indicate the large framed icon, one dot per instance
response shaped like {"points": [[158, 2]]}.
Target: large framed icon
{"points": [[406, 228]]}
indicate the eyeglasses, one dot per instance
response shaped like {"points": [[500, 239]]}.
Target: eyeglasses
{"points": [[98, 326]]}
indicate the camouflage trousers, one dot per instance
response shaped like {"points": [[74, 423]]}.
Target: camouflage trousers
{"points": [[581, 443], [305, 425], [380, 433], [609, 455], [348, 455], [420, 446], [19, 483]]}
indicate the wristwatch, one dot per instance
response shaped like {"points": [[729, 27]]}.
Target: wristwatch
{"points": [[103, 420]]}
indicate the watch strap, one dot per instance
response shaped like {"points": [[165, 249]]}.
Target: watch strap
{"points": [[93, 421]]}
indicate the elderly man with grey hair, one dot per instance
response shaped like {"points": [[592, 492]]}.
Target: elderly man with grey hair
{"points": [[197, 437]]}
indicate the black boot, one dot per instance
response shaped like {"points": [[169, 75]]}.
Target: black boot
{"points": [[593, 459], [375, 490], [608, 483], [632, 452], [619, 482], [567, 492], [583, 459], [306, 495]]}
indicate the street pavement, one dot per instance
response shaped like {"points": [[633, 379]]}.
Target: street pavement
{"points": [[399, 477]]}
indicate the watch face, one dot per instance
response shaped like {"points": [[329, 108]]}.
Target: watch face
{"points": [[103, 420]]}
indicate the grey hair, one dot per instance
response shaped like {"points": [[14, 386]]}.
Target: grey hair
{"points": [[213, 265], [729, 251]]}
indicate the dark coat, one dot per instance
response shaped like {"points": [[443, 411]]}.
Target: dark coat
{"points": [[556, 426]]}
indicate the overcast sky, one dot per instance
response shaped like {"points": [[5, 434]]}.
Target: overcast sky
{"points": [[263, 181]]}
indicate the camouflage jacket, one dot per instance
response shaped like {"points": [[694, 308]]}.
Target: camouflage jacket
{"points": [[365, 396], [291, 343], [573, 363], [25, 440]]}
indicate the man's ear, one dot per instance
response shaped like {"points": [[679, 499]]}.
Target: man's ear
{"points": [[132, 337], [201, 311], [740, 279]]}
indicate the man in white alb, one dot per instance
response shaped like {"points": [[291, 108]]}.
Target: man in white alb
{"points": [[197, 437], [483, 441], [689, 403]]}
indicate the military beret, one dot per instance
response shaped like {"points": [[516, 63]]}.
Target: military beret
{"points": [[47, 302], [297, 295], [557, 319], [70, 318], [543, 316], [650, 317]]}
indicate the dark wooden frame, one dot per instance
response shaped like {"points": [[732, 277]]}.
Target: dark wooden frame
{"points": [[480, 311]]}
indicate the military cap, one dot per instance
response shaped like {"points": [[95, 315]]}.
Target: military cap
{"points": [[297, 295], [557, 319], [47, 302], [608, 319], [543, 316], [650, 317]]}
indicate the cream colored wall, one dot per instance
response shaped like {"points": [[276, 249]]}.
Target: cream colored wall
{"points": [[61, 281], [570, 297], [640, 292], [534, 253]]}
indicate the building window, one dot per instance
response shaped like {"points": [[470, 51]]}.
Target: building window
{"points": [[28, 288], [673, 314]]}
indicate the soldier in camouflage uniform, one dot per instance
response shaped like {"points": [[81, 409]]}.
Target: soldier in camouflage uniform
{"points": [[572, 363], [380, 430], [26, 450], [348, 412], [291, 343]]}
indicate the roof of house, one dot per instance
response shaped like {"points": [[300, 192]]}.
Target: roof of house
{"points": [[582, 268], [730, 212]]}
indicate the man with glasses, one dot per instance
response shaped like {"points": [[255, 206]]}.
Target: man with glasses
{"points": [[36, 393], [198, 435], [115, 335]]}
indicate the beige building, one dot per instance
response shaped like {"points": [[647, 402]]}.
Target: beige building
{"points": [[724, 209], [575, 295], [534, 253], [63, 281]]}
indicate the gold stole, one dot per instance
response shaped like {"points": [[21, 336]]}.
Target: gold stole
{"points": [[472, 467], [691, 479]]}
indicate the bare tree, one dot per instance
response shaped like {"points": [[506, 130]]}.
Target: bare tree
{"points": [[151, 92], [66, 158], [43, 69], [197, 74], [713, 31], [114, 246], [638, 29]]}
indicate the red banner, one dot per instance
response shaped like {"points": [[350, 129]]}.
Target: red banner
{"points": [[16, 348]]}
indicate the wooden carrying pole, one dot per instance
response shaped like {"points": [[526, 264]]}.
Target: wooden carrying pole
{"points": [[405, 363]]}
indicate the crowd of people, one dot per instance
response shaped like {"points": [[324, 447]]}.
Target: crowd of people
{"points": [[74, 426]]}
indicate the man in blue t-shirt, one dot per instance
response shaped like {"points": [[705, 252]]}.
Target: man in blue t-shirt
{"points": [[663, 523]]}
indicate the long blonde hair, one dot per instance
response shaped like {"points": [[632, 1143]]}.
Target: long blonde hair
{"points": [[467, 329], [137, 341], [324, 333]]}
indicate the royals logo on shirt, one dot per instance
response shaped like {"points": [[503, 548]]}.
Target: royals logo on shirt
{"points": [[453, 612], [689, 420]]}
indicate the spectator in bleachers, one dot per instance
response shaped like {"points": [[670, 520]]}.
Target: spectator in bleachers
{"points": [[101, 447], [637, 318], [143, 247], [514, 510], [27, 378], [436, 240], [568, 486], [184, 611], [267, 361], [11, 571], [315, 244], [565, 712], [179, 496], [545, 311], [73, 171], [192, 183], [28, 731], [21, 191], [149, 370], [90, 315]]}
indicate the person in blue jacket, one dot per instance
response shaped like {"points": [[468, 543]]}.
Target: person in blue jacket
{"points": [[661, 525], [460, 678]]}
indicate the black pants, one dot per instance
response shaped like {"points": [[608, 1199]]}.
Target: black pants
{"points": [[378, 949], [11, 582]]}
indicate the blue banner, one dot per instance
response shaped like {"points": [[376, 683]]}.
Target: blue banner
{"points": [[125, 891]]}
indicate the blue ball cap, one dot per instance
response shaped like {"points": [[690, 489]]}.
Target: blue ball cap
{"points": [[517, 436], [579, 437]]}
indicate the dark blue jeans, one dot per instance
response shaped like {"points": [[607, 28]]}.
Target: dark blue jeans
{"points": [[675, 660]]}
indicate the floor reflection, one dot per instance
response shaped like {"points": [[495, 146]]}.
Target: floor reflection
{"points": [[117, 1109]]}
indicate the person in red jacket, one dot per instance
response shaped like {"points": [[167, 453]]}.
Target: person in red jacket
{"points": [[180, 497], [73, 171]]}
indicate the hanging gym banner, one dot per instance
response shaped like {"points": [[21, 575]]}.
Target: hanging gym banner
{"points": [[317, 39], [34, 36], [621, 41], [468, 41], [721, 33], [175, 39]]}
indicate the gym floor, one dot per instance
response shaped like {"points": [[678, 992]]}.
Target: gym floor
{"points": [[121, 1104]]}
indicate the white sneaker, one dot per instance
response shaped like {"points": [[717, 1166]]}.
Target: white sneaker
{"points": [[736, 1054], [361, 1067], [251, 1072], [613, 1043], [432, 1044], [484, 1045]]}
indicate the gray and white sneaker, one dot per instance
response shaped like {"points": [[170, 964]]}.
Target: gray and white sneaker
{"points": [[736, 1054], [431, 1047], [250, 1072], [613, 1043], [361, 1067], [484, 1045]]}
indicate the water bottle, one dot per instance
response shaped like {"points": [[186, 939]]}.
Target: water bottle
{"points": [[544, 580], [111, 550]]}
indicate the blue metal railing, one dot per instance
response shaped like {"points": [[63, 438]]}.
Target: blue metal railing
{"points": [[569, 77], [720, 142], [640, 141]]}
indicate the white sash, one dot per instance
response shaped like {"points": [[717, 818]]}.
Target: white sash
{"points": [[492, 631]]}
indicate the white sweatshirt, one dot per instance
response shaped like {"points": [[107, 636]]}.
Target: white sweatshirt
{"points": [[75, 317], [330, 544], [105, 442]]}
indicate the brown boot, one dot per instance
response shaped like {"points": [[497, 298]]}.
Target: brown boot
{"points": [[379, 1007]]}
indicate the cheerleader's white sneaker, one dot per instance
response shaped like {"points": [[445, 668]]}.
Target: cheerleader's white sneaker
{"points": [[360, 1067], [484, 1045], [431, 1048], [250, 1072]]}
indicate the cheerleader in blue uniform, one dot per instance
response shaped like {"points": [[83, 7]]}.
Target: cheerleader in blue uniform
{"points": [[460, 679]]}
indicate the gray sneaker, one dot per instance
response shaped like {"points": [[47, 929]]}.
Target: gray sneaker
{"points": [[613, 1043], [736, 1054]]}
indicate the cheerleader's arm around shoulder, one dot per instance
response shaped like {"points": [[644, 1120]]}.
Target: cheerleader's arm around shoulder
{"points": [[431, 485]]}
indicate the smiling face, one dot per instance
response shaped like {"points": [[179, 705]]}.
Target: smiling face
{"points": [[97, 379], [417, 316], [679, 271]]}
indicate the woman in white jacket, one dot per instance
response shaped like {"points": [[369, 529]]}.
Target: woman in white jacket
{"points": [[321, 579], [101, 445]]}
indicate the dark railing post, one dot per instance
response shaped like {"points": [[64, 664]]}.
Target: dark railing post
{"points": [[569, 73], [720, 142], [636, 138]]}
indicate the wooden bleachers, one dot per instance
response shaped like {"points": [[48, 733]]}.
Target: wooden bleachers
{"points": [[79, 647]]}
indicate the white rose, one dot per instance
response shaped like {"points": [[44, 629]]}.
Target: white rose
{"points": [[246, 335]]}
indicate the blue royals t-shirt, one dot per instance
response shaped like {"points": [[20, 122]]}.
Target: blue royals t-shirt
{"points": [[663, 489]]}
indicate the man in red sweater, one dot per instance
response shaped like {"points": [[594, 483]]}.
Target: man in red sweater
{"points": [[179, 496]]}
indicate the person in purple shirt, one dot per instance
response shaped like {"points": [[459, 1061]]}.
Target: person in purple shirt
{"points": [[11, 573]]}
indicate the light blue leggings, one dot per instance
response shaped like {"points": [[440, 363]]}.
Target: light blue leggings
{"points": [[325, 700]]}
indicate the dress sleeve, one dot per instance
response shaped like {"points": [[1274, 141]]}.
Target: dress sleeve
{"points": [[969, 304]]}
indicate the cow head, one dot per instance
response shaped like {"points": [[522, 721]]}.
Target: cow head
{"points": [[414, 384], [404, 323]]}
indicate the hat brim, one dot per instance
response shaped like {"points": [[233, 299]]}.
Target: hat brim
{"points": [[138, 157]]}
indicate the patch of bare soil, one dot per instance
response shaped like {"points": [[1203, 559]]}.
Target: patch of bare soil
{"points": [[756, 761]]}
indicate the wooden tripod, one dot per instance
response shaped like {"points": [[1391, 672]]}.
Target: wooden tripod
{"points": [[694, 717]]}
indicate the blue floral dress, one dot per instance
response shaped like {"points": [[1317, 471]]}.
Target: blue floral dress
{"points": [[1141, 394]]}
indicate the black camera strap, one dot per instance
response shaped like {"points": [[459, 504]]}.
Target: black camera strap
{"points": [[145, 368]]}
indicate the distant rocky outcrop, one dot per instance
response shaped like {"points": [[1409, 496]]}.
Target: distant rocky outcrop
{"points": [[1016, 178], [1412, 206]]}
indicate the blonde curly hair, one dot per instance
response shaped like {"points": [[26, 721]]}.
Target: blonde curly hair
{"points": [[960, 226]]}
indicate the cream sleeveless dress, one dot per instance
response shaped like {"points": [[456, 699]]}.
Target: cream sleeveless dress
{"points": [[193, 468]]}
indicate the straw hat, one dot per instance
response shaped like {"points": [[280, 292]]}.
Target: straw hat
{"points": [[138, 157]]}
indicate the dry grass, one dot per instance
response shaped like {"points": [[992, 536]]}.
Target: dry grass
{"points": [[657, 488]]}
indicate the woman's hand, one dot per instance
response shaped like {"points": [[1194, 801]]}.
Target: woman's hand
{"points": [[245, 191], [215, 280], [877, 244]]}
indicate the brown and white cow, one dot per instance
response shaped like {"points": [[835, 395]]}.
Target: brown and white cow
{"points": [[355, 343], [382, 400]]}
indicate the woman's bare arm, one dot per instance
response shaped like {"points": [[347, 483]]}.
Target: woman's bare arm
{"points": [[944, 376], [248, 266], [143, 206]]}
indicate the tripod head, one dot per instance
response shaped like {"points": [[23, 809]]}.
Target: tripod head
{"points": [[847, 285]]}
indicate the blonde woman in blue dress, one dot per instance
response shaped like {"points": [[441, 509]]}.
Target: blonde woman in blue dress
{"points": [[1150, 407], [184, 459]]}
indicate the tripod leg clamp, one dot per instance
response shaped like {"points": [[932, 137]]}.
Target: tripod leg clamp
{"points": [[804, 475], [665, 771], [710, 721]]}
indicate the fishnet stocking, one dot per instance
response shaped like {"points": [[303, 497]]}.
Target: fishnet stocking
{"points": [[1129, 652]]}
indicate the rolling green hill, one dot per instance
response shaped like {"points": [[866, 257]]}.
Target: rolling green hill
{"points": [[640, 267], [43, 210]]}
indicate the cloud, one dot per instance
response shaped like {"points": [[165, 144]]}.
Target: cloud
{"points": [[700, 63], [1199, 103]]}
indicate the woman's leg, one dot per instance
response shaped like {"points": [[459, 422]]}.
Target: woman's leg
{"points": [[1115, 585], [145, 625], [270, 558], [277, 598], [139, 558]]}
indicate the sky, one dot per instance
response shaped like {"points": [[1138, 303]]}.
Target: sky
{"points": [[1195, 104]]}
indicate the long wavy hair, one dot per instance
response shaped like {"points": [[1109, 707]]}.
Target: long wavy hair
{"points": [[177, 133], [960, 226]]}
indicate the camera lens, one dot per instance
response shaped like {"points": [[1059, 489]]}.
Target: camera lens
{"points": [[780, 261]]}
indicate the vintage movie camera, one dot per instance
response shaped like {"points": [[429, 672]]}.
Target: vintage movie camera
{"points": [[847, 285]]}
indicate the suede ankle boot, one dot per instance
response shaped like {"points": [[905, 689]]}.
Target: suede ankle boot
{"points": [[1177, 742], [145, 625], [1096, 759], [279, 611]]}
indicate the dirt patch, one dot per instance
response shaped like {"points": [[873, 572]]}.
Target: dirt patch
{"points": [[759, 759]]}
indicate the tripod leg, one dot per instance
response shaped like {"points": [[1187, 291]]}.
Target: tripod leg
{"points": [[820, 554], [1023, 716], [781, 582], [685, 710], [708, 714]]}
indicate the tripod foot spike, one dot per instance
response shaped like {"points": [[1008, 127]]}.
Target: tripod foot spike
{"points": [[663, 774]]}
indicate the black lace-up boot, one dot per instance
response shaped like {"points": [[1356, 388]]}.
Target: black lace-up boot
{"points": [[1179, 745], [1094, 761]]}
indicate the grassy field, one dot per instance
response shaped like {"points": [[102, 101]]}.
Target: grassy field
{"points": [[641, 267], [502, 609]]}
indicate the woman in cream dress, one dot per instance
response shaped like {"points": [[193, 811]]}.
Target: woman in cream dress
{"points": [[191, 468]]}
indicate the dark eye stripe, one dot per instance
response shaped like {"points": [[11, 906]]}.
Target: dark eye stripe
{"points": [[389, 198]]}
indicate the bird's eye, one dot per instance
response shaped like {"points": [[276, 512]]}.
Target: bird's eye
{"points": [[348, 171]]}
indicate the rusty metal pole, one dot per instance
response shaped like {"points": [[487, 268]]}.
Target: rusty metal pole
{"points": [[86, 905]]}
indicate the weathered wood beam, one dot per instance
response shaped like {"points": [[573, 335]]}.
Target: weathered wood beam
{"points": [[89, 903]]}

● ● ● ● ●

All lines above from the line with "indicate the suede" through the line with "indicate the black lace-up", both included, are to be set down exactly, with nothing else.

indicate the suede ankle boot, one dot per instance
response shaped like {"points": [[905, 689]]}.
Target: suede ankle boot
{"points": [[1177, 742], [145, 625], [1096, 759], [279, 611]]}
indicate the dirt patch, one dot per instance
response shaped like {"points": [[873, 572]]}.
Target: dirt patch
{"points": [[759, 759]]}
indicate the tripod leg, one dot per instance
response shaped like {"points": [[1187, 291]]}.
Target: tripod leg
{"points": [[820, 554], [1023, 716], [781, 582], [685, 710], [708, 714]]}
indicate the tripod foot spike, one dot per instance
response shaped like {"points": [[1008, 127]]}.
Target: tripod foot spike
{"points": [[663, 774]]}
indicate the black lace-up boot, one dot per instance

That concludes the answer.